**Written task 1**
Return the part of the GPU idle time thread between "What are your" and "the driver queue).", inclusive, copied word for word.

**Extracted text**
((
Reducing GPU Idle Time

lars · November 26, 2009, 12:17am

Hi,

I’ve attached part of a CUDA profiler time width plot from my application. The plot is taken after a number of iterations in the main loop, so the GPU should be “warmed up”, all kernel code downloaded etc. The kernel launches shown have all been batched together in a stream, without any interleaved H2D memcpys or synchronize() calls, so they should all have been buffered in the stream FIFO.

Trying to optimize my application, I’m worrried about all the Idle “gap” in between the kernel calls in the attached time with plot. If you measure directly in the plot image, the “gap” is about 100us, while the kernel calls are on the order of 1000us. (Assuming that GPU time is given in us)

A would imagine that NVIDIA has some very well optimized driver technology that implement these command (kernel lauch) FIFO’s very efficiently, so I’m a bit puzzled by big gap’s between my kernels.

What are your experiences? Is 100us a normal delay between kernel launches? Is the visual profiler output even accurate enough to do measurements at this time scale, or could the gaps just be a profiler phenomenon that I don’t have to worry about?

Or is my problem size (kernel runtime) just too small?

/Lars

seibert · November 26, 2009, 5:58pm

Do you know what the process scheduling granularity is for your operating system? I wonder if another process is occasionally taking a timeslice from your program (or the driver queue).

avidday · November 26, 2009, 6:19pm

I haven’t yet needed to mine the last millisecond out of my code, but I must say that those profiles don’t look that different to what I would expect. I guess the big issue here is that you and really relying on user space process priorities and kernel “preemptibility” (is there such a word) to get your code into the driver job queue. Seibert has a good point about scheduling granularity. If you have the ability to increase you process priority, that is what I would be looking at first.
))
**Dataset records**
((
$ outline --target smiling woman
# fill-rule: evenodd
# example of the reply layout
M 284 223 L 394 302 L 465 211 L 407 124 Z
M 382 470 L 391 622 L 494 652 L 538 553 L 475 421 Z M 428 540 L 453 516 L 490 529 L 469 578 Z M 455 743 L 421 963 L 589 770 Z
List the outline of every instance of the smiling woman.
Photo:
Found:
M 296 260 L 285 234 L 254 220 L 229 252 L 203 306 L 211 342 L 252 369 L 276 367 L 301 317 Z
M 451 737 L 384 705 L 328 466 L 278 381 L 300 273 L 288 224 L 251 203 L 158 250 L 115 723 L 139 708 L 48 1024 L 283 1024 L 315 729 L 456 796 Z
))
**Written task 2**
Rename "smiling woman" to "laughing woman" throughout the entries and give their lines again with nothing else altered.

**Worked answer 1**
What are your experiences? Is 100us a normal delay between kernel launches? Is the visual profiler output even accurate enough to do measurements at this time scale, or could the gaps just be a profiler phenomenon that I don’t have to worry about?

Or is my problem size (kernel runtime) just too small?

/Lars

seibert · November 26, 2009, 5:58pm

Do you know what the process scheduling granularity is for your operating system? I wonder if another process is occasionally taking a timeslice from your program (or the driver queue).

**Worked answer 2**
$ outline --target laughing woman
# fill-rule: evenodd
# example of the reply layout
M 284 223 L 394 302 L 465 211 L 407 124 Z
M 382 470 L 391 622 L 494 652 L 538 553 L 475 421 Z M 428 540 L 453 516 L 490 529 L 469 578 Z M 455 743 L 421 963 L 589 770 Z
List the outline of every instance of the laughing woman.
Photo:
Found:
M 296 260 L 285 234 L 254 220 L 229 252 L 203 306 L 211 342 L 252 369 L 276 367 L 301 317 Z
M 451 737 L 384 705 L 328 466 L 278 381 L 300 273 L 288 224 L 251 203 L 158 250 L 115 723 L 139 708 L 48 1024 L 283 1024 L 315 729 L 456 796 Z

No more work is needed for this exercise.